Exercise: Find every line below with the word "query" in it, and copy each one.

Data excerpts

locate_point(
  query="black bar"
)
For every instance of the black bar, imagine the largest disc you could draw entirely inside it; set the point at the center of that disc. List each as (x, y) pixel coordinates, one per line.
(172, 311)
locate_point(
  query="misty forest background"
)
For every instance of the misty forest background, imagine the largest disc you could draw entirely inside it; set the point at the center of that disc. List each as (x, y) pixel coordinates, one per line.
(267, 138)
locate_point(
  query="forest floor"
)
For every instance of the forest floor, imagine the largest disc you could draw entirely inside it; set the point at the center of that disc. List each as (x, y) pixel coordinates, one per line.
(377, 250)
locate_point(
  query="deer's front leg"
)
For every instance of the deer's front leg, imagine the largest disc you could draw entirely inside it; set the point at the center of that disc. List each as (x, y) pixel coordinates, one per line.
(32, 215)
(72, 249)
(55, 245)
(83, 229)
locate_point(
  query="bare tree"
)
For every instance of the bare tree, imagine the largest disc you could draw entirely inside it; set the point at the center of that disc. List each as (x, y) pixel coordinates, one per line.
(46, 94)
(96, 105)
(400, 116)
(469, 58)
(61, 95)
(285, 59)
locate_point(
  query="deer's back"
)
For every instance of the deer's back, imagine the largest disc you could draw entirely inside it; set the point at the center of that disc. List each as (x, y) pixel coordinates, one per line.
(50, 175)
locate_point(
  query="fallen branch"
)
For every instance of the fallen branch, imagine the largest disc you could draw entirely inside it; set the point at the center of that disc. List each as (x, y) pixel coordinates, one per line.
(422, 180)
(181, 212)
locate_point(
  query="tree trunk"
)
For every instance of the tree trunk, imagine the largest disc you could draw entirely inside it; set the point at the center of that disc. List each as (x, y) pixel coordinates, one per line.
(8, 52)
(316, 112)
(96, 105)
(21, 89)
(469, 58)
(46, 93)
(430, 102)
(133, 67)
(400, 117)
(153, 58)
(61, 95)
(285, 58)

Result for this exercise:
  query="black bar"
  query="misty forest background"
  query="forest floor"
  query="deer's front leg"
  query="bare tree"
  query="deer's back"
  query="fallen branch"
  query="tree trunk"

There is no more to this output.